**Directions:** The answer should consist solely of the lines from the first one below through the line containing "rear wheel, each", copied exactly.

[Region pointing data]
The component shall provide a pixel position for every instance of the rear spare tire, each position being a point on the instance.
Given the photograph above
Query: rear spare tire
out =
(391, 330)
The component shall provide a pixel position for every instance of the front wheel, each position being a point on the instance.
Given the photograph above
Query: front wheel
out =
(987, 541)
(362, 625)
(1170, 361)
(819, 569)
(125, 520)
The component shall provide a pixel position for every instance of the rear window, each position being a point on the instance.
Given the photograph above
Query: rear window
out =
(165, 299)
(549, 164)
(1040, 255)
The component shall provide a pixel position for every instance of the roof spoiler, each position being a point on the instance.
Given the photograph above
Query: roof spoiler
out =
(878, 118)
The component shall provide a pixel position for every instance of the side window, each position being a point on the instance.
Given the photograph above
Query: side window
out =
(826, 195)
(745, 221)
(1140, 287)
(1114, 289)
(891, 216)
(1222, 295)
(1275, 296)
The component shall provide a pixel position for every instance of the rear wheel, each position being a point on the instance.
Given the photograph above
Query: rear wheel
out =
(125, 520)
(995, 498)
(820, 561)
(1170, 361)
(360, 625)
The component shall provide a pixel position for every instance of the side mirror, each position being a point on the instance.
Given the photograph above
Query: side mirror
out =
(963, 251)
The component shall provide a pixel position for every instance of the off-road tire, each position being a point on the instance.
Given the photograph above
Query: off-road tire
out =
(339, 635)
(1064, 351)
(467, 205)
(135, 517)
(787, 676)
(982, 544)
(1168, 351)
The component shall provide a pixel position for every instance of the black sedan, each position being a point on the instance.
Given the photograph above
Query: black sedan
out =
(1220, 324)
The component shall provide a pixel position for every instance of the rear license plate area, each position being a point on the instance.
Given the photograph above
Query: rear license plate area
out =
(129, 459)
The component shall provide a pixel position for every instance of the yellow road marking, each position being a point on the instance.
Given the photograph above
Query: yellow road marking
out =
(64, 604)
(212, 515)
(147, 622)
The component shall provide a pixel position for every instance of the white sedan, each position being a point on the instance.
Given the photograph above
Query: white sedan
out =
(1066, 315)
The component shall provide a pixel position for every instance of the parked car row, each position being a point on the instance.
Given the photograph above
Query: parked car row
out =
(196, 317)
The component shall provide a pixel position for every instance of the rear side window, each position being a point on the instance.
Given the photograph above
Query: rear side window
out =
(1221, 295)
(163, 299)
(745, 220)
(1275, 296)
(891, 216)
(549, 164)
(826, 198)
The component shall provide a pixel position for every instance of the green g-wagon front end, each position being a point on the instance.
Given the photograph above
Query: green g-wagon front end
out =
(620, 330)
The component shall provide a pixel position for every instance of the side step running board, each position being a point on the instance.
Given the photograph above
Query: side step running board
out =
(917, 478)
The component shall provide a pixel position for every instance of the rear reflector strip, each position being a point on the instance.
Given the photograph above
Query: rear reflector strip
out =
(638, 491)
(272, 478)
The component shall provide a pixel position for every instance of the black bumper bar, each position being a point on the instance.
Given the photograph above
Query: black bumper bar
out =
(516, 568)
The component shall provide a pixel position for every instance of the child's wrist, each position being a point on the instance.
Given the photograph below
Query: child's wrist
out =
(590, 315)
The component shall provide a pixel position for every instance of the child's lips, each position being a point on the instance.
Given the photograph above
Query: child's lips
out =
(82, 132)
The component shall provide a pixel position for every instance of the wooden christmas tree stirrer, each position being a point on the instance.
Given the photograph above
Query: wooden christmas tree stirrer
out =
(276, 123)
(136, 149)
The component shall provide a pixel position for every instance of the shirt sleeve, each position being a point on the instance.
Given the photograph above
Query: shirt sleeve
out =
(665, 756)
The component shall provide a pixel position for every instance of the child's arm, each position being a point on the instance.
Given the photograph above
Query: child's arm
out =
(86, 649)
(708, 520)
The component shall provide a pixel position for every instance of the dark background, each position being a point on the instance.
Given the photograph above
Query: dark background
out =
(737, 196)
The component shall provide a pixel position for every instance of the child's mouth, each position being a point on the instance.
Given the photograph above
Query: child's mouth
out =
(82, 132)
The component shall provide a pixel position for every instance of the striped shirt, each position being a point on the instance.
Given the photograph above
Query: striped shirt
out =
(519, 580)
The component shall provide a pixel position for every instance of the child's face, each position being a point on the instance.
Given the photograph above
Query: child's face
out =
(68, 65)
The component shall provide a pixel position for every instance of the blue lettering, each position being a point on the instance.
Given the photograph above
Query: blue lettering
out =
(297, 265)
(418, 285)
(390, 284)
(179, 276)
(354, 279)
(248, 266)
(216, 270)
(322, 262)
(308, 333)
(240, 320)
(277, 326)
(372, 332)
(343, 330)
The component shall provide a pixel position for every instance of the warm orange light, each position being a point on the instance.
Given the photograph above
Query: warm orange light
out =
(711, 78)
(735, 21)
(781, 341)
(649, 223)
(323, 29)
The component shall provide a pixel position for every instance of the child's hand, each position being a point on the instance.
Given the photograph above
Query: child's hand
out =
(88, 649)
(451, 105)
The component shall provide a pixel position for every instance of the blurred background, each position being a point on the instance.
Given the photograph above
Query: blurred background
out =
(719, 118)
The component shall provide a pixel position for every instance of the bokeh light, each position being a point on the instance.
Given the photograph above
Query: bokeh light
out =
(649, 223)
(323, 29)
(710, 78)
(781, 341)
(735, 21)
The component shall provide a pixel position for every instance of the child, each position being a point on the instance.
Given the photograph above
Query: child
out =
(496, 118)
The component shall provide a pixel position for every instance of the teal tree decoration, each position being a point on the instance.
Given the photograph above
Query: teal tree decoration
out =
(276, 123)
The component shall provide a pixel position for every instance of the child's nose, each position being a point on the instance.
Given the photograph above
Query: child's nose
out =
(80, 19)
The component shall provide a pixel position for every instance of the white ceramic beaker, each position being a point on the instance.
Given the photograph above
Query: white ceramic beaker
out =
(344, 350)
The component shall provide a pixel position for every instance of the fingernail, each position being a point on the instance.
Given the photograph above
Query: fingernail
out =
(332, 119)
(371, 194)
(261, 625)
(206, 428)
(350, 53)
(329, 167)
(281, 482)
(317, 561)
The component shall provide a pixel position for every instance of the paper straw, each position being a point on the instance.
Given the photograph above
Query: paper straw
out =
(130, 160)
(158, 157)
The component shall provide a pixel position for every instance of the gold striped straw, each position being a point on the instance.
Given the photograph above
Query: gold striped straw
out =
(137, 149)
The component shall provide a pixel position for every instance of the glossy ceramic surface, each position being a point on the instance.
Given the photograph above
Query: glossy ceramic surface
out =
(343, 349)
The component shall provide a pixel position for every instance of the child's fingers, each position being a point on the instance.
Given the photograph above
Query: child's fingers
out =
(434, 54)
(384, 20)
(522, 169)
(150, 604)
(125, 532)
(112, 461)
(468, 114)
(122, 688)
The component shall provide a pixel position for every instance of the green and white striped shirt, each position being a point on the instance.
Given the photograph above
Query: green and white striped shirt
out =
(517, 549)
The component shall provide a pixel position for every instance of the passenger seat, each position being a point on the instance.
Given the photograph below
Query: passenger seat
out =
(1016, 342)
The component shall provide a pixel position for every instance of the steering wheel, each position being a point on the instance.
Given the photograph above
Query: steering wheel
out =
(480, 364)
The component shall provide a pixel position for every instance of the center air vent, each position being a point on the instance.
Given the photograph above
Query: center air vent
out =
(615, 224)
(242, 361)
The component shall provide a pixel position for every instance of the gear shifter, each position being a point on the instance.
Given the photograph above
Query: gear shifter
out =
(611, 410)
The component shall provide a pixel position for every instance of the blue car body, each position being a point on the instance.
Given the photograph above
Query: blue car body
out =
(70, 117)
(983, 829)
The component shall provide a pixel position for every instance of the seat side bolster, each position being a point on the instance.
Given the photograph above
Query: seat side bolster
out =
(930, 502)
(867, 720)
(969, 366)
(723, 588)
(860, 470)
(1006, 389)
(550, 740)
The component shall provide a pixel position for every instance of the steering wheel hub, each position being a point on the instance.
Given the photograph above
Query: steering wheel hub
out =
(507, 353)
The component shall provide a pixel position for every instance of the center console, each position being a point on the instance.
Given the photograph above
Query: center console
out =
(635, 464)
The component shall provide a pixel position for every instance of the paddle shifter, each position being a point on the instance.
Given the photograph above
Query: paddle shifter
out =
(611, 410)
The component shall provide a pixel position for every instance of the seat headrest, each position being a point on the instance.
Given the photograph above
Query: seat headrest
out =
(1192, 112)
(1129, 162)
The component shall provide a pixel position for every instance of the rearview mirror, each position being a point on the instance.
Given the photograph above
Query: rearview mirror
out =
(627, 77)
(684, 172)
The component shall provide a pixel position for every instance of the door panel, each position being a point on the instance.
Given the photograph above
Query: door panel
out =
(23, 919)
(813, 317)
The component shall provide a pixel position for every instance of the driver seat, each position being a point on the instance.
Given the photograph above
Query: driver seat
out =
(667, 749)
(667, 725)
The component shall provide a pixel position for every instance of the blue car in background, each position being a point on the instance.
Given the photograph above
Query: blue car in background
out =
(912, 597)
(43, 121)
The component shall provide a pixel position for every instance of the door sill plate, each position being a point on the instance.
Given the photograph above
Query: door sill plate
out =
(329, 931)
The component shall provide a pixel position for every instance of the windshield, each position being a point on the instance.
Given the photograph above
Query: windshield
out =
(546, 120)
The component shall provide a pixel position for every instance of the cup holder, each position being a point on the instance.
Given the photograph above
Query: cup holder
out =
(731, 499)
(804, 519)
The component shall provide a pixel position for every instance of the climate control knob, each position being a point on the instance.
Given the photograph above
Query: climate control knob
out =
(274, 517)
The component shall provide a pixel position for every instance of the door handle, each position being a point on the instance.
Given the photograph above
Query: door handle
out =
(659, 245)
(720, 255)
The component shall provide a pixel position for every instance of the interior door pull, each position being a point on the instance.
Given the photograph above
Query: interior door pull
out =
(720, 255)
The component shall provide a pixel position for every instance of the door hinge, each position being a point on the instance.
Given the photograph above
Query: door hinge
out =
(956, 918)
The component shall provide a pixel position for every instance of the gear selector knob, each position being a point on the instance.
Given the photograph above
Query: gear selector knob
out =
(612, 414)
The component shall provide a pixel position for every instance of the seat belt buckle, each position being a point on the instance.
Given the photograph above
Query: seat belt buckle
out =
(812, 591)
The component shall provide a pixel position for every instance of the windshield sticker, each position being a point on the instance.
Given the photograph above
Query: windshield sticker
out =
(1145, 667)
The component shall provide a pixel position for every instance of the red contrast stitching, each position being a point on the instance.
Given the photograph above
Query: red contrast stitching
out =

**Output below:**
The component shall provide a pixel position for every instance of the rear spare tire, each position being a point on the instance.
Given the photograph above
Query: rear spare tire
out =
(391, 330)
The component shall provide a pixel position for every instance of the front wheel, each position being a point on the instance.
Given the photograph above
Query: front wheel
out =
(987, 541)
(362, 625)
(1170, 361)
(819, 569)
(125, 520)
The component shall provide a pixel position for every instance of the rear window, each position being a point on the instance.
Given the photograph above
Query: rear window
out =
(165, 299)
(549, 164)
(1040, 255)
The component shall provide a pixel position for every instance of the roof spoiler, each position being a point on the instance.
Given the photograph above
Query: roof spoiler
out =
(878, 118)
The component shall provide a pixel position for every instance of the side window, each position being a point on the instance.
Given the photograph above
Query: side window
out =
(826, 195)
(745, 221)
(1140, 287)
(1114, 289)
(891, 216)
(1222, 295)
(1275, 296)
The component shall provide a pixel position for every instance of the rear wheel, each position being a point on the instance.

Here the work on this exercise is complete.